> Your instructions
Once the pictures are set aside, copy the data below exactly as it stands.
.....
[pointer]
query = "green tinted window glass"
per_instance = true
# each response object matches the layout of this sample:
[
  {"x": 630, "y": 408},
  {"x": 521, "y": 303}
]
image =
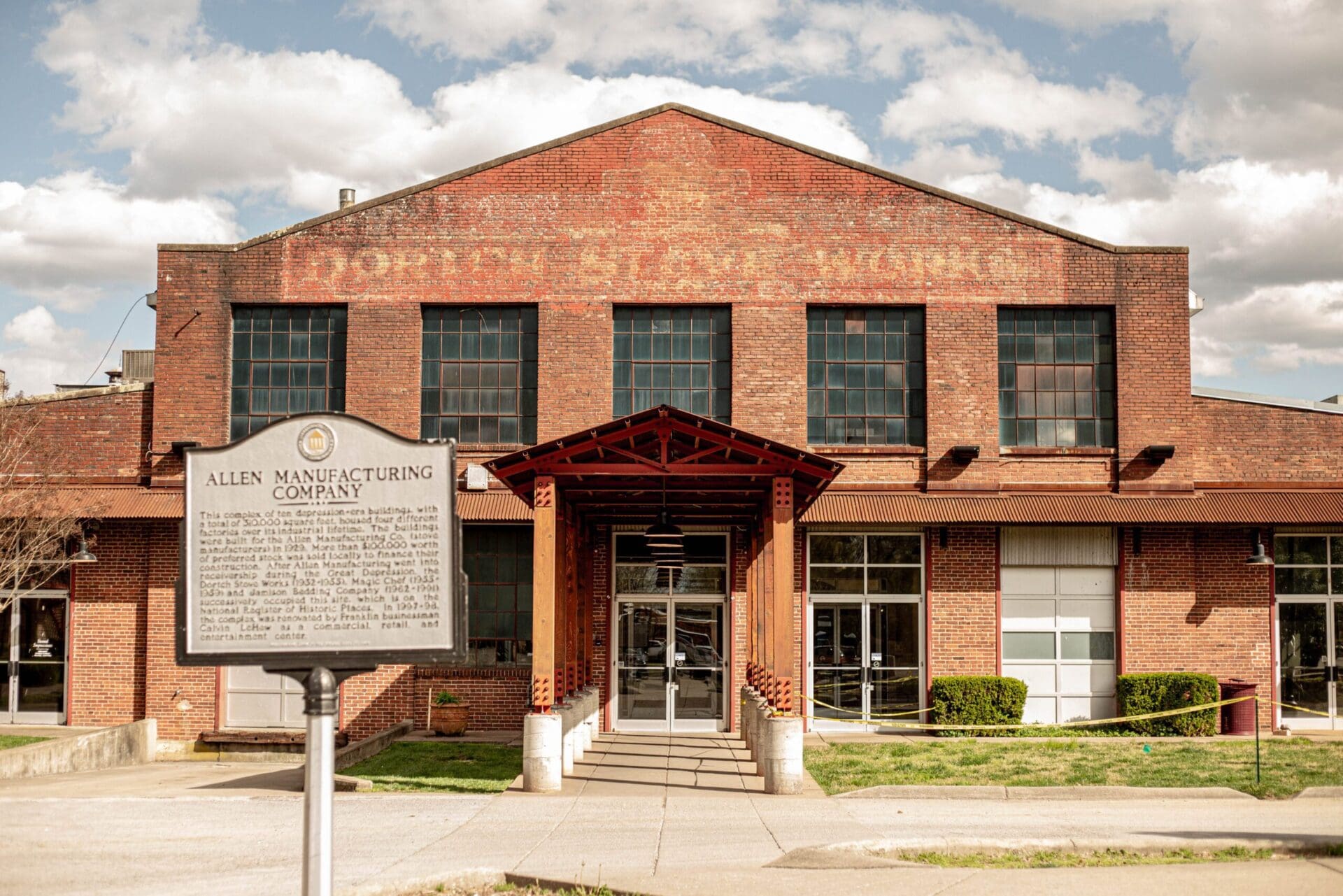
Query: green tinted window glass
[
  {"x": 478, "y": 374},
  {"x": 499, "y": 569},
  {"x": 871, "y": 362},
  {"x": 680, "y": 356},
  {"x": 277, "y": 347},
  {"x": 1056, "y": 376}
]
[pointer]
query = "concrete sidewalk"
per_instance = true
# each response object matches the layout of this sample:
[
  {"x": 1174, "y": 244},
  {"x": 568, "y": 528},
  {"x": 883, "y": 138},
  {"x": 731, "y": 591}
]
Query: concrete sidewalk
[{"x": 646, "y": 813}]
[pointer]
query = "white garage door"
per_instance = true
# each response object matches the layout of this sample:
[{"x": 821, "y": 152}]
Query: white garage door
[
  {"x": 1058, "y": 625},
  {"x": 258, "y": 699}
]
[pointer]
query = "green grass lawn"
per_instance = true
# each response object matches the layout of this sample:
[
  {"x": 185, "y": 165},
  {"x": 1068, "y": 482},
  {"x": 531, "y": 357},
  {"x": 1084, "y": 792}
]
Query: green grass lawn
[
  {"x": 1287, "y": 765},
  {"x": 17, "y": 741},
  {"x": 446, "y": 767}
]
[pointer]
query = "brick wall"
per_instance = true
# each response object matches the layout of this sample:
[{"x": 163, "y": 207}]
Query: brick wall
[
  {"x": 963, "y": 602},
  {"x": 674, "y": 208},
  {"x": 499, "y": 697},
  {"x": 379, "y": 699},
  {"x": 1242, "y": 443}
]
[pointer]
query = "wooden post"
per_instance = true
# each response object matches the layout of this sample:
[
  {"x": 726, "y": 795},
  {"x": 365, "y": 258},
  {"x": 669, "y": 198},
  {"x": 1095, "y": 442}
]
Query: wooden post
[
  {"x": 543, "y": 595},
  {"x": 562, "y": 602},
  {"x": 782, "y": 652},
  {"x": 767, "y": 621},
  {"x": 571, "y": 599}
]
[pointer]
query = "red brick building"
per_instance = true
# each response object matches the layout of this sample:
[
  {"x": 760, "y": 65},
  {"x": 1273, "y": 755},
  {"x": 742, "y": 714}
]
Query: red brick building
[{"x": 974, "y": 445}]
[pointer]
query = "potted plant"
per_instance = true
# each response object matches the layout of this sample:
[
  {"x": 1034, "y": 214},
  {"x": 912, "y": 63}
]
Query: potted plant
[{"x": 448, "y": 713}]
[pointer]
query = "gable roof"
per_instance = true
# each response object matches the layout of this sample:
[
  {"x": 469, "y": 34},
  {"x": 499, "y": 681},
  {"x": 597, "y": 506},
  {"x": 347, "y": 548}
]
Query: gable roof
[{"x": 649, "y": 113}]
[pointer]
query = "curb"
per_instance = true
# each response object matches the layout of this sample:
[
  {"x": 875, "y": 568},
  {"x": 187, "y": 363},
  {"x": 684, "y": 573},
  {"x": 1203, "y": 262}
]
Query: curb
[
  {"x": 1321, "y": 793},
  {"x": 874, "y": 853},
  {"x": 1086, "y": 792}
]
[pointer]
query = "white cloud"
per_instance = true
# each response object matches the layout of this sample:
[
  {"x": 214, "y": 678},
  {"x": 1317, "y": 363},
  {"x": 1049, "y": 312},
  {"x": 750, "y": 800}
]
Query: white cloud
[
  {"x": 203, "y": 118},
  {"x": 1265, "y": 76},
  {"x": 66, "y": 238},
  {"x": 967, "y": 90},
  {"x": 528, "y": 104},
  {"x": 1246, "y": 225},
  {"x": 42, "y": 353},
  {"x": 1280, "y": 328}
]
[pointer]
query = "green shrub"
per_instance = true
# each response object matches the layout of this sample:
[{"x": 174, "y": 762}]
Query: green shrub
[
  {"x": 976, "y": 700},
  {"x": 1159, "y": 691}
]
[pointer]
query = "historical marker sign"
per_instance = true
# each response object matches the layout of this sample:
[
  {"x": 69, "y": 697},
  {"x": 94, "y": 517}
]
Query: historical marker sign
.....
> Exercise result
[pointer]
query = "green tinted window glass"
per_instance = true
# each response object matches the layout of this sample:
[
  {"x": 630, "y": 408},
  {"x": 521, "y": 303}
]
image =
Query: green tinted window glass
[
  {"x": 478, "y": 374},
  {"x": 499, "y": 569},
  {"x": 871, "y": 362},
  {"x": 680, "y": 356},
  {"x": 277, "y": 347},
  {"x": 1056, "y": 376}
]
[pointer]
query = "concrete sidewalk"
per_instance = true
# each response object matches the layout of this sample:
[
  {"x": 1174, "y": 244},
  {"x": 568, "y": 528},
  {"x": 883, "y": 138},
  {"x": 731, "y": 591}
]
Query: concrete sidewalk
[{"x": 646, "y": 813}]
[pointer]
query = "white garage door"
per_instance = true
# each response object matches the layout of this sample:
[{"x": 821, "y": 152}]
Query: white garage door
[
  {"x": 1058, "y": 625},
  {"x": 258, "y": 699}
]
[pointer]
query = "green grass lawn"
per_instance = true
# each response object matches the layout of this sample:
[
  {"x": 185, "y": 165},
  {"x": 1068, "y": 482},
  {"x": 531, "y": 357},
  {"x": 1084, "y": 792}
]
Query: green grass lawn
[
  {"x": 1287, "y": 765},
  {"x": 17, "y": 741},
  {"x": 446, "y": 767}
]
[pointer]
query = "brick wall"
per_instance = true
# each response object matches the layout of this sample:
[{"x": 163, "y": 207}]
Query: brick wall
[
  {"x": 963, "y": 602},
  {"x": 674, "y": 208},
  {"x": 499, "y": 697},
  {"x": 379, "y": 699},
  {"x": 1242, "y": 443}
]
[pointer]
query = "wooden post"
per_instance = true
# each response object matches the layout of this sample:
[
  {"x": 726, "y": 795},
  {"x": 365, "y": 258},
  {"x": 669, "y": 198},
  {"x": 1095, "y": 442}
]
Query: wooden post
[
  {"x": 543, "y": 595},
  {"x": 562, "y": 602},
  {"x": 782, "y": 652},
  {"x": 767, "y": 621},
  {"x": 571, "y": 599}
]
[pointer]
query = "red brick building"
per_instance = true
# each response object matches the layout of this sample:
[
  {"x": 760, "y": 65},
  {"x": 1273, "y": 755},
  {"x": 742, "y": 714}
]
Query: red brick building
[{"x": 974, "y": 445}]
[pointer]
query = "potted plant"
per_instance = true
# each response object matches the layout of this sample:
[
  {"x": 1034, "y": 214},
  {"x": 912, "y": 63}
]
Query: potted plant
[{"x": 448, "y": 713}]
[pointer]
query = "gable roof"
per_instance = true
# each response object matches the layout of this sample:
[
  {"x": 469, "y": 34},
  {"x": 499, "y": 681},
  {"x": 597, "y": 506},
  {"x": 347, "y": 548}
]
Query: gable roof
[{"x": 649, "y": 113}]
[pointer]
query = "curb"
per_instance = true
# each response object matches the layout of this sample:
[
  {"x": 875, "y": 568},
  {"x": 187, "y": 363},
  {"x": 684, "y": 573},
  {"x": 1203, "y": 262}
]
Query: curb
[
  {"x": 1321, "y": 793},
  {"x": 874, "y": 853},
  {"x": 1086, "y": 792}
]
[pointer]
query = "white cloud"
per_instance = true
# each response object matches the layout of this sample:
[
  {"x": 214, "y": 678},
  {"x": 1317, "y": 363},
  {"x": 1049, "y": 312},
  {"x": 750, "y": 800}
]
Query: white cloud
[
  {"x": 203, "y": 118},
  {"x": 1265, "y": 76},
  {"x": 66, "y": 238},
  {"x": 967, "y": 90},
  {"x": 528, "y": 104},
  {"x": 1246, "y": 225},
  {"x": 42, "y": 353},
  {"x": 1280, "y": 328}
]
[pointer]
query = "green shrub"
per_instance = true
# each response object matches the layout of this sample:
[{"x": 174, "y": 762}]
Query: green shrub
[
  {"x": 976, "y": 700},
  {"x": 1159, "y": 691}
]
[pointer]
query = "historical marker sign"
per_instance = true
# each response object matches the layout of this sample:
[
  {"x": 69, "y": 697},
  {"x": 94, "y": 517}
]
Query: historical marker sign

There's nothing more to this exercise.